- Text:
Content starts

Solid waste Management Practices in India

Solid waste management includes many steps like collection of the waste, its transport, processing, recycling or disposal and monitoring of the waste material and relevant processes/ activities. The system implemented for solid waste management mostly depends on quantity and complexity of the waste materials. There are three main types of waste management methods widely used across the world – Landfill, Incineration and Recycling. Various municipal corporations and waste management companies are involved in these activities.

Landfill: A landfill, also known as a dump site for the disposal of waste materials by burial under the waste management procedures.  It is most common methods of organized waste disposal.  Landfill for the waste material is associated with many severe problems such as land and groundwater contamination, engagement of land which would have been otherwise useful for the agriculture/other infrastructural activity, release of methane which is a potent green house gas.

Incineration: It involves the combustion of organic substances contained in waste materials which further converts the waste into ash, flue gas, and heat. Flue gases involve various pollution gases like oxides of sulphur, oxides of nitrogen, etc. Some of these gases causes green house effects resulted in climate change and global warming.

Recycling: It includes collection, processing and utilization of waste material. Conversion of waste materials into new products/potentially useful materials reduces the consumption of fresh raw materials (virgin materials). It subsequently results in natural resource conservation.

Varieties of environmental legislation are available in India to treat and manage waste materials. Environmental protection acts encourage and reward organizations/companies for managing and recycling their waste to maintain the clean and hygienic environment.

Content ends

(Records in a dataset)

Content starts

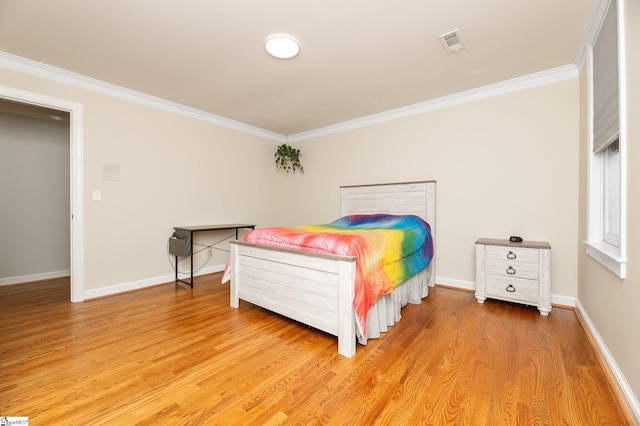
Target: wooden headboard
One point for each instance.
(417, 198)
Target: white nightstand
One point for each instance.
(515, 272)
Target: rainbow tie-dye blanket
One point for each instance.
(390, 250)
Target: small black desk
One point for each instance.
(192, 229)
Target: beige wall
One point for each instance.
(175, 170)
(612, 303)
(506, 165)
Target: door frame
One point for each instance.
(76, 143)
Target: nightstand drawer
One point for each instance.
(514, 289)
(512, 269)
(516, 254)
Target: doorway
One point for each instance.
(76, 237)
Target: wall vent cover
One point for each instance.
(452, 41)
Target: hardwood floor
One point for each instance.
(175, 356)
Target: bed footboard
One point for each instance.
(313, 288)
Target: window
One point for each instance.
(606, 214)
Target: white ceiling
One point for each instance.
(357, 58)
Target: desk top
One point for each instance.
(213, 227)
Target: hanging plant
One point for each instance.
(288, 159)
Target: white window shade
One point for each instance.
(605, 82)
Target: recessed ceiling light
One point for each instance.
(282, 46)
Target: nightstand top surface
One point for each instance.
(507, 243)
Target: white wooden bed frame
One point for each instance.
(314, 288)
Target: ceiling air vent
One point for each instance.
(452, 41)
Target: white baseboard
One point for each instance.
(452, 282)
(632, 403)
(35, 277)
(149, 282)
(556, 299)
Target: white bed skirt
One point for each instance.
(386, 311)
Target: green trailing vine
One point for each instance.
(288, 159)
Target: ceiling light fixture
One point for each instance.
(282, 46)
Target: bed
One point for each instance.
(317, 289)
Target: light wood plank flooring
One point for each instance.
(169, 355)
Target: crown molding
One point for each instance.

Content ends

According to the text on solid waste management in India, what three things does incineration turn waste into?

Ash, flue gas, and heat.